Data extract start

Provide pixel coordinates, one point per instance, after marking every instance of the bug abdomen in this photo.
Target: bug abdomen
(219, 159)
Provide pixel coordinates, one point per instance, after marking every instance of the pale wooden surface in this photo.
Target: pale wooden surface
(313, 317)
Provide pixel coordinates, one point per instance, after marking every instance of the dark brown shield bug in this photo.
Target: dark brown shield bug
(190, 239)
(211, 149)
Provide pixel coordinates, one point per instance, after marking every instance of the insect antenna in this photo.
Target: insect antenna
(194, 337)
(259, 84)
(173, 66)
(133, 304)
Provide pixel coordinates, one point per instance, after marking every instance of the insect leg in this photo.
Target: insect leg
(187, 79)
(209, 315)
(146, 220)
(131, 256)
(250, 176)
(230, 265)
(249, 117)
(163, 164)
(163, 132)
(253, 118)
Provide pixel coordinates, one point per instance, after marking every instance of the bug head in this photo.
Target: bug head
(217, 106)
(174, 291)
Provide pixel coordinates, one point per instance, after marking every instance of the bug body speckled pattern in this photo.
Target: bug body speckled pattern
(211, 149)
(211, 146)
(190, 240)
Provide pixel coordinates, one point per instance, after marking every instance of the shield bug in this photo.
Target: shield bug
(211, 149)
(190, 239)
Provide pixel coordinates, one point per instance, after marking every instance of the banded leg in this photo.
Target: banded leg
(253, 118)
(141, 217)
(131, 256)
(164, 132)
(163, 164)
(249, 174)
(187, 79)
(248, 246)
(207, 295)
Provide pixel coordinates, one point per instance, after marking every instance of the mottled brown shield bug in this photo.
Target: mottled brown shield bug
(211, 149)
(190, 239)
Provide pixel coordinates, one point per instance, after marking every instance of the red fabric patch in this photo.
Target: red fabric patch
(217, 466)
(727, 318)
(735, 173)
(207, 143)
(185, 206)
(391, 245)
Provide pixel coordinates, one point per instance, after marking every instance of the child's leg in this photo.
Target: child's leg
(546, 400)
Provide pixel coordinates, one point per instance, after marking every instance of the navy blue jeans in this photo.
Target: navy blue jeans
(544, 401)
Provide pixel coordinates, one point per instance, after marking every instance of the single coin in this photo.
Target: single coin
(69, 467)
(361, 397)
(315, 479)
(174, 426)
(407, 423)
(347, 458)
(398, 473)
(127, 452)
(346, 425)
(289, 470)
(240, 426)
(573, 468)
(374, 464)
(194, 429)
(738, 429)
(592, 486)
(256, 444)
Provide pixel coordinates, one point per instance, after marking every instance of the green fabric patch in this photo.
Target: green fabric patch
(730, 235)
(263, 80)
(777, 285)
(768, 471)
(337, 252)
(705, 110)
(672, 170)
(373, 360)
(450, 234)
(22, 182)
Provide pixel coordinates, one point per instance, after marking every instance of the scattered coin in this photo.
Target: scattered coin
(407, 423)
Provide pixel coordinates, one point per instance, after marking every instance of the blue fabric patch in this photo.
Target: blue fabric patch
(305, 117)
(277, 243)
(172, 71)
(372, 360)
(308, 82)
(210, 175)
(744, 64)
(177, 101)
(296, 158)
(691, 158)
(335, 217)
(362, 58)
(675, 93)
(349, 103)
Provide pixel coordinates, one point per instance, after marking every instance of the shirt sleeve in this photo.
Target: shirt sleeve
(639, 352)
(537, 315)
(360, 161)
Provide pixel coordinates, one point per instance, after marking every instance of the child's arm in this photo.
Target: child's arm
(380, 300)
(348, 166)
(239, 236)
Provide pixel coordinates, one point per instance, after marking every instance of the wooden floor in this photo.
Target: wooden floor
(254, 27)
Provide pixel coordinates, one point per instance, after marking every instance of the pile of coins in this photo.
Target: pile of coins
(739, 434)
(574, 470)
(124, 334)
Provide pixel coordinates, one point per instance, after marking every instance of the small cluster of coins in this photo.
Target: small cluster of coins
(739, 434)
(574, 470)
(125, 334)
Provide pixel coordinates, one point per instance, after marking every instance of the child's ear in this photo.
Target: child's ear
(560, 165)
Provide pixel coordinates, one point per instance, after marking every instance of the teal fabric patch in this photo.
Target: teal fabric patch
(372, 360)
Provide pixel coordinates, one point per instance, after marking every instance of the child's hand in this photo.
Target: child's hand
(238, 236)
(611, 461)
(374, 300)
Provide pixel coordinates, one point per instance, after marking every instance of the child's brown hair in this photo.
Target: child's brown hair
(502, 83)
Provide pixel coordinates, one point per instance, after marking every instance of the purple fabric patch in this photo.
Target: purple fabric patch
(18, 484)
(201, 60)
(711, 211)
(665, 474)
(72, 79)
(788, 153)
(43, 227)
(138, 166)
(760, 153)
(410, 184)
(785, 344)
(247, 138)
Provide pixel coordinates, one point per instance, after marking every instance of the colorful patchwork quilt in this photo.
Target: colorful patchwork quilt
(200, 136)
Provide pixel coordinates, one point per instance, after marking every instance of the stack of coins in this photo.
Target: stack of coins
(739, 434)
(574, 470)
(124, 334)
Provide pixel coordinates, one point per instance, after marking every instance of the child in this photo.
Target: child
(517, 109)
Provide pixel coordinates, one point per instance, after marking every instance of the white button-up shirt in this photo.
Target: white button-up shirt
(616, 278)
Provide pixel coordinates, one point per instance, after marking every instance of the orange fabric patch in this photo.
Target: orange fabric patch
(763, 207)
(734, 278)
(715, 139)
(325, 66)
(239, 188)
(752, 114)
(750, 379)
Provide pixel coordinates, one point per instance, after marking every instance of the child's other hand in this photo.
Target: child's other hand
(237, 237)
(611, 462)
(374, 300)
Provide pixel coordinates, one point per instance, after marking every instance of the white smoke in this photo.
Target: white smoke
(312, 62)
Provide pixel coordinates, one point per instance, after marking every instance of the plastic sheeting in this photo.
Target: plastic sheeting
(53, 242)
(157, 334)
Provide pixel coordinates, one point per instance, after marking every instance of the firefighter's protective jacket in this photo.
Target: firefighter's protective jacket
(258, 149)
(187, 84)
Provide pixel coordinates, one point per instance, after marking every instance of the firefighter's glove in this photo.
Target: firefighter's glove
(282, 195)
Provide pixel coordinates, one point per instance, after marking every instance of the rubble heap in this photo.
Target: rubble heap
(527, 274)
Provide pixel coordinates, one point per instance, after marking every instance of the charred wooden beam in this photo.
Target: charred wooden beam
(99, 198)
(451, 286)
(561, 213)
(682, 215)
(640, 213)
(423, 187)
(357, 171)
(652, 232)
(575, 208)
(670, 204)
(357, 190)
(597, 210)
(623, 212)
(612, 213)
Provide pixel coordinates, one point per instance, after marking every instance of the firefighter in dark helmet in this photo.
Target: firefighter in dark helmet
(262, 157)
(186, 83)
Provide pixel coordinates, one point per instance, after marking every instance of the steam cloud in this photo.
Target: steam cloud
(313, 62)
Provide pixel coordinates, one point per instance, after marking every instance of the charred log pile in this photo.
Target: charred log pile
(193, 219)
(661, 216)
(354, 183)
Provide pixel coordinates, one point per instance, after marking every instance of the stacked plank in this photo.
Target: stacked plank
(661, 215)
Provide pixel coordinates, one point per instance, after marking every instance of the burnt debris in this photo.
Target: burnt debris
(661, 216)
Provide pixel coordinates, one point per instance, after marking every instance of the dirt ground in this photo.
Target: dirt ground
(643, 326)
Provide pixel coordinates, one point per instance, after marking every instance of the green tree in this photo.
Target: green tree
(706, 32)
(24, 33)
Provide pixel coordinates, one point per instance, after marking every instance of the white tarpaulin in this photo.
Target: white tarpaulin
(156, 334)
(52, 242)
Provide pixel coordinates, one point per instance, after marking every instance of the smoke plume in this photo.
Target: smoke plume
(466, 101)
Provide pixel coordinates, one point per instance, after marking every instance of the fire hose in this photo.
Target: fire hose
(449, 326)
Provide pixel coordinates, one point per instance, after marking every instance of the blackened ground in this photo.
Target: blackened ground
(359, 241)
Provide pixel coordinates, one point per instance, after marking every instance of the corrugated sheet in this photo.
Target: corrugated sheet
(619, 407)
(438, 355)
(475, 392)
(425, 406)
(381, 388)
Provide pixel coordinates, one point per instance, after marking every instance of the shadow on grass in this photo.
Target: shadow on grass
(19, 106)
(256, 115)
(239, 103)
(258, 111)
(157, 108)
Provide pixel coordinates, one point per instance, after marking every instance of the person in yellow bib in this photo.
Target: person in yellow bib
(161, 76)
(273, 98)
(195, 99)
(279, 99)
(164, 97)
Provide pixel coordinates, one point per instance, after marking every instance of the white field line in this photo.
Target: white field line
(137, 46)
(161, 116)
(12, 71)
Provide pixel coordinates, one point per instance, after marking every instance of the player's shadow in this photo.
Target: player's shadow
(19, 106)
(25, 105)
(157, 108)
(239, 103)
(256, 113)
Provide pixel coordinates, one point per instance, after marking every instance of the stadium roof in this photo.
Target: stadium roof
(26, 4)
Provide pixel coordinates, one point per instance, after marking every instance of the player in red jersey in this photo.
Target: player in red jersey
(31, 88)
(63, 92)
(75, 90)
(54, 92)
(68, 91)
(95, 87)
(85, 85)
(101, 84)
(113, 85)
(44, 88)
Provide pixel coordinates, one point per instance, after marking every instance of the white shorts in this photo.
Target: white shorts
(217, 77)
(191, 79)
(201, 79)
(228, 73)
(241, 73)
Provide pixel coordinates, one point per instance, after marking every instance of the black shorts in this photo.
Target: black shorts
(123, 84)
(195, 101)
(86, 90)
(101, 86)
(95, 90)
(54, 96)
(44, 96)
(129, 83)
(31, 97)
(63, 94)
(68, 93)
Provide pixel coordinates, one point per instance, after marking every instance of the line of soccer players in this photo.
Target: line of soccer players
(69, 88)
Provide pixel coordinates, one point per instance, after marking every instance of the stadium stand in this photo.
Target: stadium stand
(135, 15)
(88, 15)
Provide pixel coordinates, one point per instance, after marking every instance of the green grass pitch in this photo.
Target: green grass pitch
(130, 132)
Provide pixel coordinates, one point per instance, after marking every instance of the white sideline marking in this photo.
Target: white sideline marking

Data extract end

Directive: Reproduce, word for word, every line starting at the line that contains "line in this photo." and ending with the final line of the entries.

Final result:
Provide pixel coordinates, one point per instance, after marking every instance of the white field line in this photo.
Target: white field line
(137, 46)
(161, 116)
(12, 71)
Provide pixel coordinates, one point per instance, after marking every instance of the player's shadow in this photo.
Target: player's shadow
(19, 106)
(25, 105)
(157, 108)
(239, 103)
(256, 113)
Provide pixel coordinates, one point per instance, after marking every instance of the stadium roof in this photo.
Target: stadium roof
(26, 4)
Provide pixel coordinates, one point per instance, after marking every instance of the player in red jersey in this photo.
Target: player in red jersey
(31, 88)
(63, 92)
(75, 90)
(54, 92)
(68, 91)
(95, 87)
(85, 85)
(101, 84)
(113, 85)
(44, 88)
Provide pixel coordinates, one point per instance, after marking every instance of the white shorts in this photo.
Target: white shorts
(217, 77)
(191, 79)
(201, 79)
(228, 73)
(241, 73)
Provide pixel coordinates, one point per instance, after marking every instance of the black shorts in this photo.
Target: black shorts
(123, 84)
(195, 101)
(86, 90)
(101, 86)
(95, 90)
(54, 96)
(44, 96)
(129, 83)
(31, 97)
(63, 94)
(68, 93)
Provide pixel coordinates, one point per instance, after marking every instance of the line of soccer players in this photo.
Target: line of soccer players
(69, 88)
Provide pixel coordinates, one point per instance, after marking every instance of the stadium stand in this photo.
Target: stadium stand
(135, 15)
(88, 15)
Provide pixel coordinates, one point per instance, after marking every instance of the green grass pitch in this photo.
Target: green grass pitch
(130, 132)
Provide pixel coordinates, one point per instance, after marking every instance of the white sideline marking in this photo.
Target: white sideline marking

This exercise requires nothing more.